## Quoted text
★ ★ ★ ★
DCC: $6.2M propagation house —Dunedin Botanic Garden

Propagation House at Dunedin Botanic Garden via Ch39

Otago Daily Times Published on Aug 6, 2015
Praise for garden’s ‘striking’ new facility
The biggest investment in the Dunedin Botanic Garden’s history can simulate arid deserts, tropical forests and sub-antarctic islands on the slopes of Signal Hill.

Dunedin City Council – Media Release
Botanic Garden’s New Propagation House Opened

This item was published on 06 Aug 2015

The Dunedin Botanic Garden’s new propagation house is a wonderful addition to the Garden’s celebrated features, Mayor of Dunedin Dave Cull says.

“In many ways the propagation and nursery facilities are the engine room of the Garden. This modern facility provides excellent conditions for plants as they are nurtured before going on public display around the Garden. This impressive new building helps us reinforce our reputation as a Garden of International Significance,” Mr Cull says.

The new propagation house was officially opened this afternoon at a civic opening with invited guests. An open day, at a date to be advised, will be held in spring so members of the public can tour the new facility. The new facility, on Lovelock Avenue, replaces the old and dilapidated glasshouses and plant nursery near the aviary. Work on the $6.2 million project began in October 2013 and the completed building was handed over in May this year.
★ ★ ★ ★
## Stated task A
Translate this sentence from the propagation house article into Spanish: "The new propagation house was officially opened this afternoon at a civic opening with invited guests."
## Stated task B
Reproduce the part of the propagation house article starting with "This item was" and going on through "Mr Cull says.".

## Data excerpt
★ ★ ★ ★
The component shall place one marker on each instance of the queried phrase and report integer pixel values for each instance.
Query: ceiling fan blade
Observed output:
★ ★ ★ ★
## Correct answer A
El nuevo invernadero de propagación se inauguró oficialmente esta tarde en una ceremonia cívica con invitados.

## Correct answer B
This item was published on 06 Aug 2015

The Dunedin Botanic Garden’s new propagation house is a wonderful addition to the Garden’s celebrated features, Mayor of Dunedin Dave Cull says.

“In many ways the propagation and nursery facilities are the engine room of the Garden. This modern facility provides excellent conditions for plants as they are nurtured before going on public display around the Garden. This impressive new building helps us reinforce our reputation as a Garden of International Significance,” Mr Cull says.